Testo estratto
# # # # # # #

Il XX secolo è stato segnato dal tentativo di ideologie fanatiche di rifondare la società con metodi totalitari, sulla base di linee guida utopistiche. L’Europa del XX secolo conosce perfettamente i costi umani di questo fanatismo ideologico, semplicistico e arrogante. Per fortuna oggi, con l’eccezione di casi estremamente isolati come la Corea del Nord, è improbabile che si affermi un nuovo progetto di ingegneria sociale utopistica su larga scala. Ciò perché nel XXI secolo, per la prima volta nella storia dell’umanità, l’intero pianeta è maturato politicamente.

# # # # # # #

Elenco dei dati
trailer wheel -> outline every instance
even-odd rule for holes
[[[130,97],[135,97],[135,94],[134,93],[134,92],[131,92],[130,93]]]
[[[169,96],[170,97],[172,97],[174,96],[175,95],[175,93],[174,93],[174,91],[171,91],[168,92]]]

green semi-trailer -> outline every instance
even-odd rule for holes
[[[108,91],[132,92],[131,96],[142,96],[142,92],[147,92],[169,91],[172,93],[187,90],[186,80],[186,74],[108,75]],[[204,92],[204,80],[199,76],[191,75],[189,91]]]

# # # # # # #

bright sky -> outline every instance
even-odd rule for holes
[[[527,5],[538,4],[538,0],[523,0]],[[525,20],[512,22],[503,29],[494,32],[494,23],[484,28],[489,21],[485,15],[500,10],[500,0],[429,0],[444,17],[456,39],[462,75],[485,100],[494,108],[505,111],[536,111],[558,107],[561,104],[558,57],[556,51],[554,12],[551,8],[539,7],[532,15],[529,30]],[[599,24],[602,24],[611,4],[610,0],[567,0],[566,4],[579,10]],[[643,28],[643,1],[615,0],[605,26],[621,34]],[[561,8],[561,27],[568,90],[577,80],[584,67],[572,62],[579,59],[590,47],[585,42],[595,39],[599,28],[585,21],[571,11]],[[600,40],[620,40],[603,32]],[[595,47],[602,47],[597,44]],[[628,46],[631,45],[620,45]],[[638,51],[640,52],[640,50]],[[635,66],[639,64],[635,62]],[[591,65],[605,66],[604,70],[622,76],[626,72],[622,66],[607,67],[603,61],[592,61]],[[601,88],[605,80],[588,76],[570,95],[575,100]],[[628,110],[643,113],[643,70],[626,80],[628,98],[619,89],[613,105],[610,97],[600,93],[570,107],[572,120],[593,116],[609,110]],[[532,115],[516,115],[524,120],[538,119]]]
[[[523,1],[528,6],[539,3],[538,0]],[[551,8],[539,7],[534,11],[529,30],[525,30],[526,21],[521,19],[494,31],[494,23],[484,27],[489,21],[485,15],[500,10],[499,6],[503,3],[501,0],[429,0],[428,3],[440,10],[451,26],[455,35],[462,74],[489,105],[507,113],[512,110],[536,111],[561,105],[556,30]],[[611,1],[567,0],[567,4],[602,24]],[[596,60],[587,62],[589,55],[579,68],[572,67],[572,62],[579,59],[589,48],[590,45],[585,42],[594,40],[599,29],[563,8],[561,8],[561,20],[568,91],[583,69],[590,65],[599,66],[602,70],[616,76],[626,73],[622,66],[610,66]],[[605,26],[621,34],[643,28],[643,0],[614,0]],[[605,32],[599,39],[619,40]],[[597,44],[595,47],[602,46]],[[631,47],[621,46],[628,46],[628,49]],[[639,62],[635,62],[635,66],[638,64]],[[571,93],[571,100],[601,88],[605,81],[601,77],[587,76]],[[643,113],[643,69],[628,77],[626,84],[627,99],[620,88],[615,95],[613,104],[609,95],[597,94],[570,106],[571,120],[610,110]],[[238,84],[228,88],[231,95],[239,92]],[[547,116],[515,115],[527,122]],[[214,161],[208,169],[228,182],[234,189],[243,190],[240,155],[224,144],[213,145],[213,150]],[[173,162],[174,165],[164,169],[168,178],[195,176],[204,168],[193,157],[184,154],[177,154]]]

# # # # # # #

Compiti dell'esercizio
• 1. Nel testo estratto, quali aggettivi accompagnano la parola «fanatismo»? Elencali tutti.
• 2. Riscrivi il testo estratto cominciando dalle parole che contengono «Il XX secolo» e fermandoti dopo «è maturato politicamente.», con «presuntuoso» al posto di «arrogante».
I record non sono necessari.

Risultati in ordine
• 1. ideologico, semplicistico, arrogante

• 2.
Il XX secolo è stato segnato dal tentativo di ideologie fanatiche di rifondare la società con metodi totalitari, sulla base di linee guida utopistiche. L’Europa del XX secolo conosce perfettamente i costi umani di questo fanatismo ideologico, semplicistico e presuntuoso. Per fortuna oggi, con l’eccezione di casi estremamente isolati come la Corea del Nord, è improbabile che si affermi un nuovo progetto di ingegneria sociale utopistica su larga scala. Ciò perché nel XXI secolo, per la prima volta nella storia dell’umanità, l’intero pianeta è maturato politicamente.